PROBLEM DETAILS: Nothing is needed except the lines below that run from the one with "Please locate the black" through the one with "Please locate the man in", repeated exactly.

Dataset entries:

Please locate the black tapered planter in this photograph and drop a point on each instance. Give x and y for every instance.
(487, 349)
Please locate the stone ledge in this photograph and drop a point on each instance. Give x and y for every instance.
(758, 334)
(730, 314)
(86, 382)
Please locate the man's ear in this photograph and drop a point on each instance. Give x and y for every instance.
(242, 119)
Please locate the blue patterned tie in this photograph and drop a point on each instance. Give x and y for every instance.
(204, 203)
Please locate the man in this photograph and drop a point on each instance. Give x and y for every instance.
--
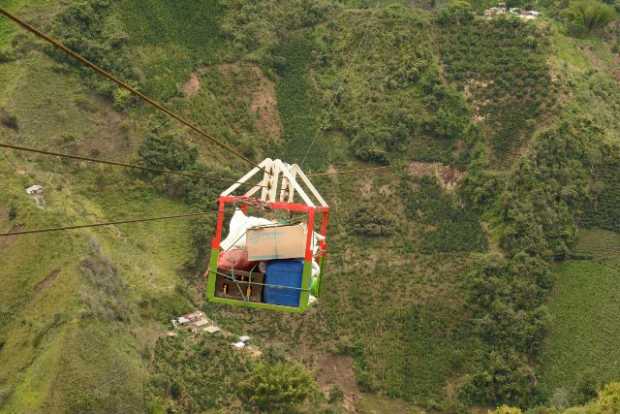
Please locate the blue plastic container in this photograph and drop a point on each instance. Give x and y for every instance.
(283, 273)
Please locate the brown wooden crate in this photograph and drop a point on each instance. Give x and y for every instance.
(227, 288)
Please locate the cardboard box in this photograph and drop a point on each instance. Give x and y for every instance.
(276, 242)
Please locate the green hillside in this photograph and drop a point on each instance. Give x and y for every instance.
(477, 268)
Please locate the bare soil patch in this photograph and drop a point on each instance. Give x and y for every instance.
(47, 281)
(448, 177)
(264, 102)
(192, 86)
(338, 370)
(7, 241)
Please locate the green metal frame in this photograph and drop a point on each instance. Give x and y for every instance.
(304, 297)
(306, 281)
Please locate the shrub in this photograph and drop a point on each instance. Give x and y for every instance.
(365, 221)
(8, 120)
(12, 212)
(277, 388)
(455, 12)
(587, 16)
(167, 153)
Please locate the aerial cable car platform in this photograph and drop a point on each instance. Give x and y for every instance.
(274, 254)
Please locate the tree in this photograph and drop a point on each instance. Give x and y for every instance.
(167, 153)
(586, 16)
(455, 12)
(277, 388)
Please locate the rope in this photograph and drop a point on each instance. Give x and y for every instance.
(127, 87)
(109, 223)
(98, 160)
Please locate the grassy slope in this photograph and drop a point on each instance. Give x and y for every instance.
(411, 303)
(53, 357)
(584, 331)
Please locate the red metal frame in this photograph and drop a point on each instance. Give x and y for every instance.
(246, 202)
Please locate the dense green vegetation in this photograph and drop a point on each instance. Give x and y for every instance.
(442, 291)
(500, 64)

RESPONSE AREA:
Please locate the black tapered planter in this photograph and drop a point on each instance. Give x and y for every instance.
(487, 349)
Please locate the stone ledge in this photograph and drop a point on each instance. Give x and y for every instance.
(758, 334)
(730, 314)
(86, 382)
Please locate the man's ear in this photograph and drop a point on each instance. Give x and y for every instance.
(242, 119)
Please locate the blue patterned tie in this photograph and drop a point on each instance. Give x and y for every instance.
(204, 203)
Please locate the man in this photograph and drop a point on each instance. Give x and y for every instance.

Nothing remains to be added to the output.